L’Organisation Démocratique du Travail (ODT) exprime son inquiétude face à la hausse du coût de la vie et appelle le gouvernement à prendre des mesures préventives pour protéger le pouvoir d’achat des ménages. Cette alerte intervient dans un contexte marqué par la hausse des prix de l’énergie liée aux tensions géopolitiques au Moyen-Orient.
Selon les déclarations relayées par le quotidien Assabah, le syndicat suit de près l’évolution de la situation internationale et ses conséquences sur l’économie marocaine. L’ODT rappelle que le Maroc dépend fortement des importations énergétiques, qui couvrent près de 94 % des besoins du pays, ce qui rend l’économie nationale particulièrement sensible aux fluctuations des prix du pétrole et du gaz.
Le syndicat estime que si le prix du baril de Brent venait à dépasser 100 dollars, l’inflation pourrait dépasser 6 %, ce qui aurait des effets directs sur les ménages, notamment les classes moyennes et les catégories sociales les plus vulnérables. Une telle situation pourrait également accentuer les tensions sociales.
L’ODT souligne également que la hausse du coût de la vie se fait particulièrement sentir pendant la période de Ramadan, avec des augmentations observées sur plusieurs produits alimentaires, notamment les fruits, les légumes, les viandes rouges et blanches ainsi que le poisson.

▶ Consigne:
Relevez, dans l’extrait à lire, tous les produits alimentaires dont l’ODT signale l’augmentation pendant la période de Ramadan.

▶ Matériel fourni:
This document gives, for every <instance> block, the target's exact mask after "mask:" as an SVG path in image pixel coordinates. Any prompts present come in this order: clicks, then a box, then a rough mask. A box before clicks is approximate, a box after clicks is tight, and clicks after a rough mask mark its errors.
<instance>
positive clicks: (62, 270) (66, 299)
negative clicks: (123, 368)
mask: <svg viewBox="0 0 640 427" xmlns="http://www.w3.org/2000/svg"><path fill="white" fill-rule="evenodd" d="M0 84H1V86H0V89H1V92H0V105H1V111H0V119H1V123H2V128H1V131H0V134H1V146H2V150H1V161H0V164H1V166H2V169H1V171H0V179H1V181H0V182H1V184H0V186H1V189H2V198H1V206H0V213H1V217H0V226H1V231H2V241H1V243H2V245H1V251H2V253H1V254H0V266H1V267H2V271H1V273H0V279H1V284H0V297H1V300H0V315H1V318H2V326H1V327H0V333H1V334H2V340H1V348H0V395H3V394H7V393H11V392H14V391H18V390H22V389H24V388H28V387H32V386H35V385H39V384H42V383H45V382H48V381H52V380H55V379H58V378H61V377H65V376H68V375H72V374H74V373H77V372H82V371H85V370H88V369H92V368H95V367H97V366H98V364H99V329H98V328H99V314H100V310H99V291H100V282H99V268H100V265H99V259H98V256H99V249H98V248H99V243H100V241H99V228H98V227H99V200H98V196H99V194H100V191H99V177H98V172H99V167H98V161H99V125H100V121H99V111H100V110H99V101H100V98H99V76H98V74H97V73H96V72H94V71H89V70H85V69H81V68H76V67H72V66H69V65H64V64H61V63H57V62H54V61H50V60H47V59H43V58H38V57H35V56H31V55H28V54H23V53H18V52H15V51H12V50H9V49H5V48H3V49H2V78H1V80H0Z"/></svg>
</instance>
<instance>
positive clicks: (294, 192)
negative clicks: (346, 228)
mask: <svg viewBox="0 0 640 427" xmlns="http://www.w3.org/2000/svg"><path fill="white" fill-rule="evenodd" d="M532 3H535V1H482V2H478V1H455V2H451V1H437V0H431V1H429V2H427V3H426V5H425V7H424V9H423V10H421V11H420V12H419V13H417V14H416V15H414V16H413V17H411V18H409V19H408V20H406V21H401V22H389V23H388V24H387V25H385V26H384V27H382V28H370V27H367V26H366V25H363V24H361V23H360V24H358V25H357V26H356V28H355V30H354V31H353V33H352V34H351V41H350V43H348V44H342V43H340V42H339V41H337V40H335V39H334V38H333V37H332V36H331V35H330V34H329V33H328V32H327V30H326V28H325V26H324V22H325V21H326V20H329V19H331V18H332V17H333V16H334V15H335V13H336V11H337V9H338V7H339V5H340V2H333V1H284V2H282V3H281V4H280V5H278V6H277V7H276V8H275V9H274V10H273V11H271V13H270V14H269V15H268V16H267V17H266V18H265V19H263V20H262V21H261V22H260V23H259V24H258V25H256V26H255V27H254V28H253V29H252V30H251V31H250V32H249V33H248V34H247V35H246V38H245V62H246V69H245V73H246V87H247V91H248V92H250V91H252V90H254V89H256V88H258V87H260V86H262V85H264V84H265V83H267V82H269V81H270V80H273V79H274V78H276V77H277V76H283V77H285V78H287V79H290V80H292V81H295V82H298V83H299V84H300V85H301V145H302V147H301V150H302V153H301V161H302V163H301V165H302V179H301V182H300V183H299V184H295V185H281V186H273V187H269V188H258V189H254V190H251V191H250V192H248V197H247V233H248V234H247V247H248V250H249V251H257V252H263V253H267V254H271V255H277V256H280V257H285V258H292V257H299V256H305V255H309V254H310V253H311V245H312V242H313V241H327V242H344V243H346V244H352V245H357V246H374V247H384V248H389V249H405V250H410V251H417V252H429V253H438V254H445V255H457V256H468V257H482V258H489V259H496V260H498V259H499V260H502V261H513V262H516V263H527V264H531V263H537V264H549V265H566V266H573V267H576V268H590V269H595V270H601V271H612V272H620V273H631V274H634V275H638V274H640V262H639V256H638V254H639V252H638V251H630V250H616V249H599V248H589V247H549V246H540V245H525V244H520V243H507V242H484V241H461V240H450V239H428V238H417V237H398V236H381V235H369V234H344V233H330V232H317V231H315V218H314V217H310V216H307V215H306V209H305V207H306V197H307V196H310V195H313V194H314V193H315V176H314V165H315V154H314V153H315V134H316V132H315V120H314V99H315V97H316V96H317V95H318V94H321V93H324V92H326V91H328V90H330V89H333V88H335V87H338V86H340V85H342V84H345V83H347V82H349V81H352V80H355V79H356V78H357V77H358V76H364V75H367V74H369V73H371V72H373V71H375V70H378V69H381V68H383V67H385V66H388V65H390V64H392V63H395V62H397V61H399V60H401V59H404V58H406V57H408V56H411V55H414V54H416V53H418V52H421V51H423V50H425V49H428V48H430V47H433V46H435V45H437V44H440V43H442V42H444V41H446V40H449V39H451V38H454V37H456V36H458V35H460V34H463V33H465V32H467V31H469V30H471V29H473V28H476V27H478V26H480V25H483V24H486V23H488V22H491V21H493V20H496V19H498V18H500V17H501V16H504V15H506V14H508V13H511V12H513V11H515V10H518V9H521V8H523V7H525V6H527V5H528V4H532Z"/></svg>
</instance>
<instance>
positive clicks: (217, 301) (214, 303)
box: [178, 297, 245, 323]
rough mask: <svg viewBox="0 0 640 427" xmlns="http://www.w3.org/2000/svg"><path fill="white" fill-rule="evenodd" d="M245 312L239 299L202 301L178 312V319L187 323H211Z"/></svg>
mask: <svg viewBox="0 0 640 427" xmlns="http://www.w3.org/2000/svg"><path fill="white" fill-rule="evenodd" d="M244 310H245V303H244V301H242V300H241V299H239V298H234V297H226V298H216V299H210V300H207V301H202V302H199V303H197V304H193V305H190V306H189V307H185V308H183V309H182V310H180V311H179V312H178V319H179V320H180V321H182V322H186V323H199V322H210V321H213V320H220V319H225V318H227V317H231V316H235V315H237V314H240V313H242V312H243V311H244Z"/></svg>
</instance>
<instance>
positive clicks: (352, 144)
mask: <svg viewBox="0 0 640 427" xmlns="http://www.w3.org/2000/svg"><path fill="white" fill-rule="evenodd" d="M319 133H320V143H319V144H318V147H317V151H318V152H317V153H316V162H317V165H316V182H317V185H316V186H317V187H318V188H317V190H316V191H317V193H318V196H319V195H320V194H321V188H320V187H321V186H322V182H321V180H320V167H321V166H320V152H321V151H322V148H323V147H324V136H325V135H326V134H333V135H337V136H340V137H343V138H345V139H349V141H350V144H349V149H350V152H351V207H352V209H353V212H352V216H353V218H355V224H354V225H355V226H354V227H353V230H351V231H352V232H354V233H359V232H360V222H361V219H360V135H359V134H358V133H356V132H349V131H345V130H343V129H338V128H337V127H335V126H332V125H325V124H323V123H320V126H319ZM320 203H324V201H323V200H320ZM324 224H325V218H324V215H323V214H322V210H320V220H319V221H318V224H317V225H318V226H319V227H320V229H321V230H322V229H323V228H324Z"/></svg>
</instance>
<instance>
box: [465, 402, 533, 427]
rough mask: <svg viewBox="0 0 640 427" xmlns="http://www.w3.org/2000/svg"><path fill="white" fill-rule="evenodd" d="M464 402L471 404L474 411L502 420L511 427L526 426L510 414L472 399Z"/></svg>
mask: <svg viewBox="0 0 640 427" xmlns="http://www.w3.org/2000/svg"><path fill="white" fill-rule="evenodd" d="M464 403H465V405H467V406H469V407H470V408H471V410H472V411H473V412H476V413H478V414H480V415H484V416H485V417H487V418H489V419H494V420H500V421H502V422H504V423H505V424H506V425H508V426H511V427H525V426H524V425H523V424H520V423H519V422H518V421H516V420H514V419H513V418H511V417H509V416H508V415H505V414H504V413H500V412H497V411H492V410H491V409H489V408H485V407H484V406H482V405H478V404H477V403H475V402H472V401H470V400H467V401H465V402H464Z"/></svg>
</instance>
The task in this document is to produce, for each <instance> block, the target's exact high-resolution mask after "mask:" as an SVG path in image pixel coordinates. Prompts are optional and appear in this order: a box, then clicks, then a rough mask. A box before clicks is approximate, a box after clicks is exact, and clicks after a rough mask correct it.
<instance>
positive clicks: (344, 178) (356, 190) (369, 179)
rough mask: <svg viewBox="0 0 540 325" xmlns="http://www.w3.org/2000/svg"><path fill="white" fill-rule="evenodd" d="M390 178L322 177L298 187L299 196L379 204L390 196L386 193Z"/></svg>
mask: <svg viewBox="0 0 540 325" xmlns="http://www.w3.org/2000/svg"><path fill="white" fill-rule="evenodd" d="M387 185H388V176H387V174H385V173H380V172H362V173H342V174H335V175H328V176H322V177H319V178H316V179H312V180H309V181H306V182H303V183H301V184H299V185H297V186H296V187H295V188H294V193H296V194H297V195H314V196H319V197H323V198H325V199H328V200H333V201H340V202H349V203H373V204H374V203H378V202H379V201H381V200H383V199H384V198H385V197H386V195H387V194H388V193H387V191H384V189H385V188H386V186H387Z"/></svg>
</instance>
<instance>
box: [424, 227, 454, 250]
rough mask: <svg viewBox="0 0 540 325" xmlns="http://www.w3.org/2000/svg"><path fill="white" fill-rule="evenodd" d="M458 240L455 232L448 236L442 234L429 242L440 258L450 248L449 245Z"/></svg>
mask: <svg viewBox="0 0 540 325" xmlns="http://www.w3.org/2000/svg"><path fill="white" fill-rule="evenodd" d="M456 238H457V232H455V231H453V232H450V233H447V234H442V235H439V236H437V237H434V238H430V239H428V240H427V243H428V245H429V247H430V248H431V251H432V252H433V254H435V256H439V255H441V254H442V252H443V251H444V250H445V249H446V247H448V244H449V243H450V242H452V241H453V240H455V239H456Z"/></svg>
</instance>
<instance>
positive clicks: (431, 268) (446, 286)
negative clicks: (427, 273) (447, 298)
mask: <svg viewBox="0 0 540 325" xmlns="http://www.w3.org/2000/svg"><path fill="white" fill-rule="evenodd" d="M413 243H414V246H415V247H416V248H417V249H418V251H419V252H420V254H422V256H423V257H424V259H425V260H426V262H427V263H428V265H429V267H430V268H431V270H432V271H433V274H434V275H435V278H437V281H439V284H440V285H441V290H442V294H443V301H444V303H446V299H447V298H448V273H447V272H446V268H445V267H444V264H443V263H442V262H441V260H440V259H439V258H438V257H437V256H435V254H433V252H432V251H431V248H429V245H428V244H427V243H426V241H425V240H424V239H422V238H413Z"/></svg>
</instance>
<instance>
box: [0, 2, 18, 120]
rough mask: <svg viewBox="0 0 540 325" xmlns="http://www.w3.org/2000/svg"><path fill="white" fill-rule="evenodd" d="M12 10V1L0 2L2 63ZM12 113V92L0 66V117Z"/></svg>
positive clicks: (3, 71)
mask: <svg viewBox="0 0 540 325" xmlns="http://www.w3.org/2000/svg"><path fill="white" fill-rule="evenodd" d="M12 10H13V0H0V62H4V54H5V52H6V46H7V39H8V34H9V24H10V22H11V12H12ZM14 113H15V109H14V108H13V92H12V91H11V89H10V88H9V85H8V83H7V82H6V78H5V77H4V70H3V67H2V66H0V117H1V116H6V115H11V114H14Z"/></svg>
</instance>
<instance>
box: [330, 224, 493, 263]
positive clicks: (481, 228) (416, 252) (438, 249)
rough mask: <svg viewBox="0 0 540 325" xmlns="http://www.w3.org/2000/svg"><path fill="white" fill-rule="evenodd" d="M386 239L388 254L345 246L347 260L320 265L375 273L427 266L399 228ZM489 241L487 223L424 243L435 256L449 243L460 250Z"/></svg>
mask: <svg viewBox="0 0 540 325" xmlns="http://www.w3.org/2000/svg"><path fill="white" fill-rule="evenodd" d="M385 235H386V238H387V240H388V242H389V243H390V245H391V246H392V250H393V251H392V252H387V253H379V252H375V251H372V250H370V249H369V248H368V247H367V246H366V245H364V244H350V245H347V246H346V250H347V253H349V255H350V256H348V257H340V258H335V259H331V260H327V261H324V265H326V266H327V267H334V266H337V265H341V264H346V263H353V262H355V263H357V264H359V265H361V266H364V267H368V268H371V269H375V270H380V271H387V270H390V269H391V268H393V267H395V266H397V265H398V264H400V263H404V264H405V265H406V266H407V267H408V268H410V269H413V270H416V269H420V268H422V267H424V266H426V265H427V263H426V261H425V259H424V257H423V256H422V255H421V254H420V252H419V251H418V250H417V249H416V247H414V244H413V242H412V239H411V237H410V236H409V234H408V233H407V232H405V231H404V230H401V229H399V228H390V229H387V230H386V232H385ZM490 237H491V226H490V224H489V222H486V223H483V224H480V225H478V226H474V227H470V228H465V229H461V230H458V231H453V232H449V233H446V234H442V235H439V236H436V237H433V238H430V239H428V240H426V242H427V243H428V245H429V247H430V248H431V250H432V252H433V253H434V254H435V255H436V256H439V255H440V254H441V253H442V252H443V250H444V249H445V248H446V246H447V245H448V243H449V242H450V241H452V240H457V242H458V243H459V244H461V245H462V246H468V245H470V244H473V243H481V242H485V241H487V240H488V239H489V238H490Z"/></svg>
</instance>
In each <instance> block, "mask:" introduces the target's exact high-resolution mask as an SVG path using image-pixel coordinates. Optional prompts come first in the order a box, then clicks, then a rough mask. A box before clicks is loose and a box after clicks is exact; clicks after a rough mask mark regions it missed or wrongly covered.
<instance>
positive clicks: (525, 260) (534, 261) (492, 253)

▶ Résultat:
Les fruits, les légumes, les viandes rouges, les viandes blanches et le poisson.